*Obiettivo*: Trascrivi fedelmente, riga per riga, tutte le voci riportate qui sotto.

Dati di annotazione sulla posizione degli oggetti

● ● ● ● ● ● ●

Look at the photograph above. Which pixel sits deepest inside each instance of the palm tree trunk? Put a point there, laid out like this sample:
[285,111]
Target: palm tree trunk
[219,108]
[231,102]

● ● ● ● ● ● ●

*Soluzione*:
Look at the photograph above. Which pixel sits deepest inside each instance of the palm tree trunk? Put a point there, laid out like this sample:
[285,111]
Target: palm tree trunk
[219,108]
[231,102]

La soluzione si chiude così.